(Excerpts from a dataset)

━━━

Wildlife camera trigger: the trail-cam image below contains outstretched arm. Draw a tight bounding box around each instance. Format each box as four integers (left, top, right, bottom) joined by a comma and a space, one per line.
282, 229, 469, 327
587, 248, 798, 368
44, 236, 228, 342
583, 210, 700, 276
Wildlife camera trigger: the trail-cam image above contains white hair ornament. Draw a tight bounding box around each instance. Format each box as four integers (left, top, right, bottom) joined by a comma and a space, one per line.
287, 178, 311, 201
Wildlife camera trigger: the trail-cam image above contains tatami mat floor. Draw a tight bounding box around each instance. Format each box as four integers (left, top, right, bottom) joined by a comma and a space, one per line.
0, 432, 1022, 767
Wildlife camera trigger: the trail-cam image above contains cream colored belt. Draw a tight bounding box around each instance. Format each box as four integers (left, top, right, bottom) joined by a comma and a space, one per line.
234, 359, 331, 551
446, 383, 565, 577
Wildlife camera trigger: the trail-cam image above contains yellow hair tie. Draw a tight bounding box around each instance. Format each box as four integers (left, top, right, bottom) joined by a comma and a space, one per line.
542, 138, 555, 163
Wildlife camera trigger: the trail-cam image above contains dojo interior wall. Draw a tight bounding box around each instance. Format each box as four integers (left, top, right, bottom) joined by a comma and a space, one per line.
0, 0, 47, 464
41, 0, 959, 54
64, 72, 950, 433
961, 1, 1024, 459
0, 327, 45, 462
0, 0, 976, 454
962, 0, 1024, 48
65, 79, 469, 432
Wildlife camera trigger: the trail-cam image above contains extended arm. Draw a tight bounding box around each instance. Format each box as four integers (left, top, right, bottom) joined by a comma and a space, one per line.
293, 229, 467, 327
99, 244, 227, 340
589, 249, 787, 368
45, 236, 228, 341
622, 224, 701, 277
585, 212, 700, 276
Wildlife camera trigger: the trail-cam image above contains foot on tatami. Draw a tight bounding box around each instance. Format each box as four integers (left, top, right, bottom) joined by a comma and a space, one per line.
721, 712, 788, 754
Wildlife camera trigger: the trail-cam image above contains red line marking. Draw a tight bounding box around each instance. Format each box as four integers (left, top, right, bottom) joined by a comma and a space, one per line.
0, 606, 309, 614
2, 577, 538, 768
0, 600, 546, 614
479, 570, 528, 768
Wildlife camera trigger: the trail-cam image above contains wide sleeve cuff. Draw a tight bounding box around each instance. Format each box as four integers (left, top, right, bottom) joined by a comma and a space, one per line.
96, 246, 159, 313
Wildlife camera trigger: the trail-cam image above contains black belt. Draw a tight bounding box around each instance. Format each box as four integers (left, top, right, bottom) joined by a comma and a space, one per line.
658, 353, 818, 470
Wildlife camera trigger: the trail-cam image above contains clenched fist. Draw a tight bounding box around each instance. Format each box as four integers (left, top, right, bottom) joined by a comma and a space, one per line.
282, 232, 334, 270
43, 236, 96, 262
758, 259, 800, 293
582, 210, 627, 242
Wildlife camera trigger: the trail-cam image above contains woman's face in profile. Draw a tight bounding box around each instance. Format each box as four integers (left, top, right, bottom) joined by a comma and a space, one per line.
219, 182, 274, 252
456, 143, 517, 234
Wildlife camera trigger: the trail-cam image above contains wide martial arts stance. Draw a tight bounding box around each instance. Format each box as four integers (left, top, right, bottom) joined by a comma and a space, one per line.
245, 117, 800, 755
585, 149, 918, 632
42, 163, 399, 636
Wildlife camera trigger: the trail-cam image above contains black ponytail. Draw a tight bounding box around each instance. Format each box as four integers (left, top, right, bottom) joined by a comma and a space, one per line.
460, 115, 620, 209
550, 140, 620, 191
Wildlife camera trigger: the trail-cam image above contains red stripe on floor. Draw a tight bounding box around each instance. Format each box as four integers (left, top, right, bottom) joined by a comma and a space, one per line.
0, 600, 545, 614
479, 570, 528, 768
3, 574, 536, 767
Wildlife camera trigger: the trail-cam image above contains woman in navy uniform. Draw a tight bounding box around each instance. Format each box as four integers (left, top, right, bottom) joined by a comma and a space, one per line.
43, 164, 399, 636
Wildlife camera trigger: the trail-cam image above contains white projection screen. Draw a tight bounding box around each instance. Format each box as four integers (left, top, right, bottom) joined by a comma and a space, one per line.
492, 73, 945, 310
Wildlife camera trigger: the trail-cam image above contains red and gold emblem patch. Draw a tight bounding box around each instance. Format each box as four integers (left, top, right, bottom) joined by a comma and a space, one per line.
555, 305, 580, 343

━━━

* _Problem requirements_: Take the data above and reproduce it exactly.

* _Written answer_:
Wildlife camera trigger: the trail-cam image below contains outstretched arm. Draw a tight bounding box around each instance. Format each box as four integers (left, top, right, bottom) joined by a comma and a space, one per line.
282, 229, 469, 327
587, 248, 798, 368
44, 236, 228, 342
583, 210, 700, 276
Wildlife camera trigger: the trail-cam image above contains white hair ornament. Draw a tight bounding box around each instance. Format each box as four integers (left, top, right, bottom) joined by a comma and a space, one per line.
287, 178, 311, 201
Wildlife camera trigger: the trail-cam image above contains tatami mat floor. Draw a tight bounding box around each instance. Format each box as four integers (left, top, right, bottom) joined by a comma and a space, one per line.
0, 432, 1022, 767
Wildlife camera trigger: the trail-cam image above contains cream colored belt. Draw a tight bounding box around each instance. Format each box as four integers (left, top, right, bottom) joined by a comma and a space, one per line.
234, 359, 331, 551
446, 383, 565, 577
Wildlife camera trigger: the trail-cam image above contains yellow hair tie. Draw a tight bounding box around each instance. Format each box as four integers (left, top, right, bottom) joined by a comma and a space, one per line.
542, 138, 555, 163
Wildlife camera trigger: the trail-cam image above contains dojo interior wall. Draw a tight bounding box around each instance. Format each box as four integers (left, top, right, bottom) joined by a comma and a space, one per line.
0, 0, 47, 464
41, 0, 959, 54
64, 72, 950, 433
961, 1, 1024, 459
0, 327, 45, 462
0, 0, 976, 454
962, 0, 1024, 48
65, 79, 469, 432
Wildlife camera trigger: the trail-cam image above contains extended arm. Draw a tight bounding box around each instance. Format each box as four integers (left, top, right, bottom) joined by a comma and a space, one per line.
293, 229, 467, 327
99, 244, 227, 340
589, 249, 787, 368
45, 236, 228, 341
622, 224, 701, 277
585, 212, 700, 276
Wildlife camera trigger: the trail-cam image above contains foot on tatami. Draw a tight bounding box around each instance. Format each box as four integers (left, top, right, bottom) joined by a comma and a space, one per line.
721, 712, 788, 754
Wildlife camera trigger: the trail-cam image above contains red line marking. Draw a tight bounding box around each instance. Format each box as four integers (left, top, right, bottom) joined by a comma and a space, one per line.
0, 606, 309, 614
2, 577, 538, 768
0, 600, 546, 614
479, 570, 528, 768
Wildlife camera trigger: the trail-cam image above contains wide sleeve cuff. Draw a tight bounding box around each instance. Format each box as four integers (left, top, right, bottom) joined by a comma and a space, one per line.
96, 246, 159, 313
Wildlife camera trigger: the trail-cam image above contains black belt. Draw a tight bounding box around each instance. Format each box as four integers (left, top, right, bottom) joined by a comma and a space, one per line.
658, 353, 818, 470
Wildlife camera trigger: the trail-cam image above contains clenched fist. Draw a tight bounding box around each instance. Format each box as four integers (left, top, right, bottom) joined by a comma and a space, one per line.
282, 232, 334, 270
43, 236, 96, 262
758, 259, 800, 293
582, 210, 627, 242
Wildlife camera trigger: the trail-cam image above contains woman's face in profile. Draw a tight bounding box around each instance. Format each box as four integers (left, top, right, bottom) joined by a comma and a space, one per line.
219, 182, 274, 252
456, 143, 517, 234
Wildlife camera trigger: the trail-cam image above contains wide martial arts stance. Draw a tight bounding box around each instance. Format each box as four integers (left, top, right, bottom) joined by a comma and a space, one per line.
245, 117, 800, 755
585, 149, 918, 632
42, 163, 399, 636
Wildlife camera trigger: the trail-cam image above contains black ponytail. Draw a tight bounding box around each instance. Format each box as four integers (left, top, right, bottom) joined by a comma and a space, one per line.
460, 115, 620, 209
550, 140, 620, 191
Wildlife camera trigger: the trail-cam image above contains red stripe on floor. Draw a tight bounding box around each instance. Format each box as four integers (left, top, right, bottom) joined by a comma and a space, one per line.
0, 600, 545, 614
479, 570, 528, 768
3, 574, 536, 767
Wildlife camera trigger: the trail-cam image above contains woman in navy uniform. Draw a tight bounding box around each instance. Format each box as four integers (left, top, right, bottom) joined by a comma and a space, one per line.
43, 164, 399, 636
Wildlife camera trigger: the trail-cam image above contains white projection screen. Draw a tight bounding box around each instance. Format each box as four integers (left, top, right, bottom) joined by a comma and a space, one per line.
492, 73, 945, 310
Wildlife camera trigger: the trail-cam image above contains red and gold emblem patch. Draw a tight bounding box around each instance. Format each box as four integers (left, top, right, bottom) joined by a comma and a space, one per line.
555, 305, 580, 343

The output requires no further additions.